- [Given data]
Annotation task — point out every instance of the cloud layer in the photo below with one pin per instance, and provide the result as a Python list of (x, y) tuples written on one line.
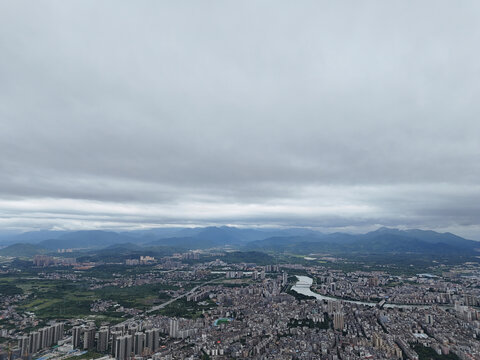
[(332, 115)]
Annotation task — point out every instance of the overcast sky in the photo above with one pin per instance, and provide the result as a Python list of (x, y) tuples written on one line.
[(339, 115)]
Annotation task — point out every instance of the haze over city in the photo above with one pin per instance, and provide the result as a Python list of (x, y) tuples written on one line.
[(335, 116)]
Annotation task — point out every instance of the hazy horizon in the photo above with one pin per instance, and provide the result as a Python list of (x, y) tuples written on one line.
[(336, 116)]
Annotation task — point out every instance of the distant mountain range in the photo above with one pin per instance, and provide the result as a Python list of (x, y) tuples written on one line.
[(299, 241)]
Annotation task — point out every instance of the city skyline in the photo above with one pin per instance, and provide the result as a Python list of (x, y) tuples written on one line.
[(340, 117)]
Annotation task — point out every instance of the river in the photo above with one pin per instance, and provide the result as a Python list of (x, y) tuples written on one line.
[(304, 283)]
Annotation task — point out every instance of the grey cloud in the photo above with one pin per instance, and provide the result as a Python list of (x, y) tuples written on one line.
[(263, 105)]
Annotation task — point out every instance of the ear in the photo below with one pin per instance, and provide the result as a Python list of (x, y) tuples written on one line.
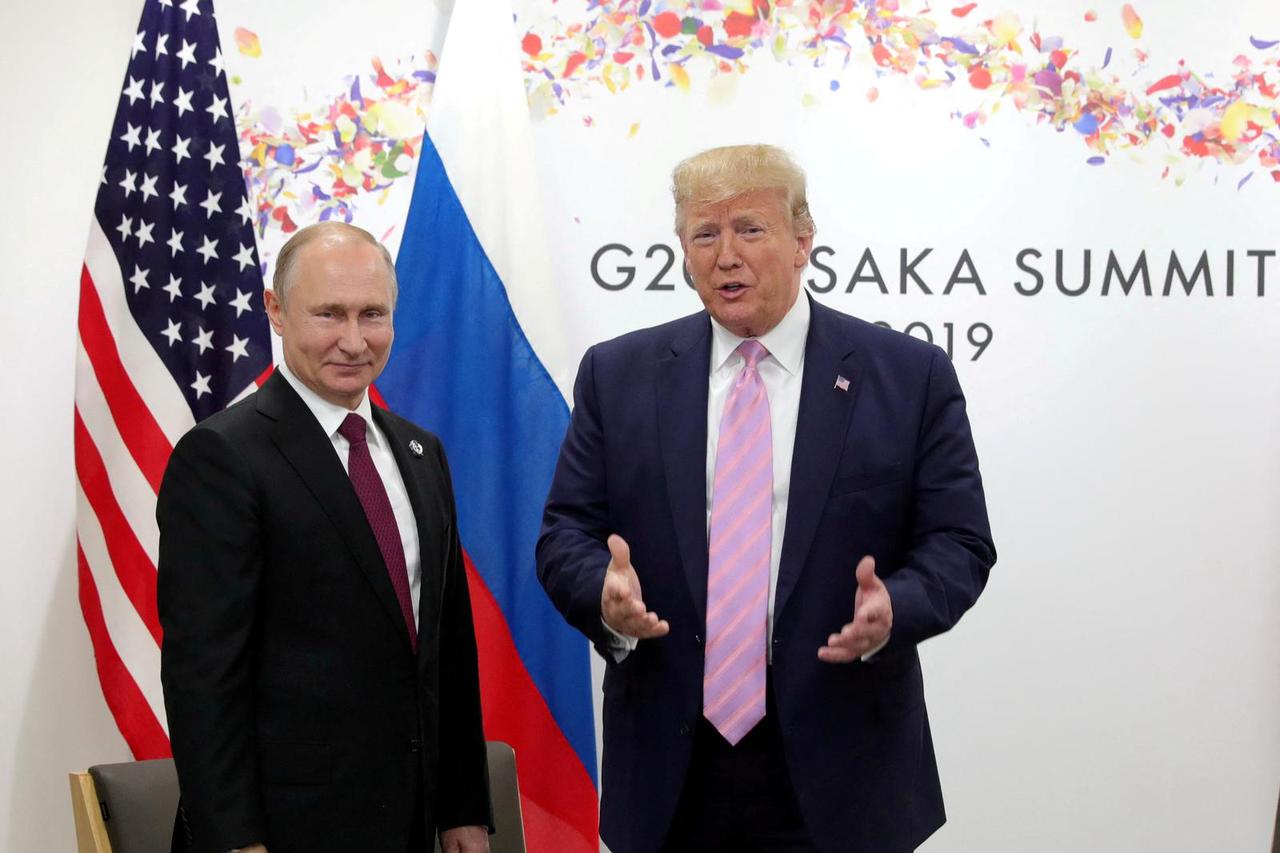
[(274, 311), (804, 246)]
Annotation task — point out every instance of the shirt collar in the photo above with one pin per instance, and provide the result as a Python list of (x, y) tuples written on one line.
[(330, 415), (785, 341)]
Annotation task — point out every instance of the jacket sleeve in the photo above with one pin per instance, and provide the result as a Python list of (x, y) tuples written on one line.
[(572, 555), (462, 788), (950, 550), (209, 573)]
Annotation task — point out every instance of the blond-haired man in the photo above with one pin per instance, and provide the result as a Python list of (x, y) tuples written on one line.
[(758, 514)]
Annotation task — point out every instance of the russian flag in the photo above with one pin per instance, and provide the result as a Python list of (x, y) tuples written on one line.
[(476, 360)]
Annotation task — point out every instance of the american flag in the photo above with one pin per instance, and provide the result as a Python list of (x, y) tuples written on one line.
[(172, 329)]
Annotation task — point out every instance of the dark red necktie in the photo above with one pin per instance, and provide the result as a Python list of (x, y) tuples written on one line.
[(378, 510)]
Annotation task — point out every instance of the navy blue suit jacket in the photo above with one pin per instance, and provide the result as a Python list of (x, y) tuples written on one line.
[(885, 468)]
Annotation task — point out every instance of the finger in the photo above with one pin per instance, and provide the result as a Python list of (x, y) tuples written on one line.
[(865, 574), (836, 655), (620, 552), (653, 626), (617, 589)]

- [What needs to be done] The expected output is the full material above, word for word, without pictures.

- [Expected answer]
Annotation task — point out every instance of the cloud layer in the photo below with one pin per instance, and provide the result as a Python list of (x, y) tuples written on one line.
[(332, 115)]
Annotation task — point out every instance of the overcast sky in the photo above with one pin per instance, and provide the result as a Python list of (x, y) tuples written on one line.
[(339, 115)]
Annotation task — point out every instance of the haze over city in the photo above with one pin per instance, and provide the result as a Python list of (x, y) tuples written on one line.
[(335, 116)]
Annotation task — point out every instance of the hazy horizon in the photo above with one pin per instance, and provide the result as a Python list of (x, y) tuples written on one line.
[(336, 116)]
Annotation task — point out every instance of the distant mountain range in the photo above with one pin per instance, and provide the result as a Python list of (x, y) tuples written on one line.
[(299, 241)]
Annotation task — point out every instance of the city skyline in the photo above with one pin per instance, and provide the result as a Python list of (x, y) tuples written on one line.
[(340, 117)]
Annotation task — point out every instance of the river in the photo above with one pin per instance, and provide the result as a Python list of (x, y) tuples written on one line.
[(304, 283)]
Annotation task — point out every instance of the grey cloud in the photo above with one pin per instance, and provide the result as a Python list of (x, y) tuples written on one line.
[(263, 105)]
Annotation task — point out every instance of the ear in the photo below with one pin per instance, and provide the result as a Python list of (x, y) tuples written on one line.
[(274, 311), (804, 246)]
Annotation task — point out every instance of the shirt collar in the photo above with one pin per instance, and provide the result as a Python list of (x, y) tuples written on one line.
[(330, 415), (785, 341)]
Annotation task — point out every instance of the jacket sleeve in the photo above with one pin per instance, and provide the result as a Python list of (x, y) tuples written on one line.
[(572, 555), (462, 788), (950, 550), (209, 573)]
Annotation task — point out every instance of the blond-haired man in the photo above with one pin per instance, and provide the result as a Python list of (x, y) tuples written on one line.
[(758, 514)]
Annotation task — point out every instance of the russian flag in the photo above with one pin per instance, and provide the result as a Python list of (x, y) tuples written on one line.
[(476, 360)]
Annotation task — point out every instance of the american flag in the photo above with one pin per instance, and provide the result as a Python list of (x, y) tuples written on one line.
[(172, 329)]
Annotation task — point out every instance of the dark red necktie in the photo above with one pin per instance, and provide the result as a Python list of (x, y) tuples written on one line.
[(378, 510)]
Annotation task — point out every instance of the navy blue suit jacket in the photo above with one pin per instance, and provide the result as a Python list of (x, y) tuples written on one line.
[(885, 468)]
Annotation task — point out every instance of the finger in the photo above with one pin per instance, and provide the result as a Python list of (x, y) tuples written on one line.
[(865, 574), (836, 655), (620, 552), (653, 626), (617, 589)]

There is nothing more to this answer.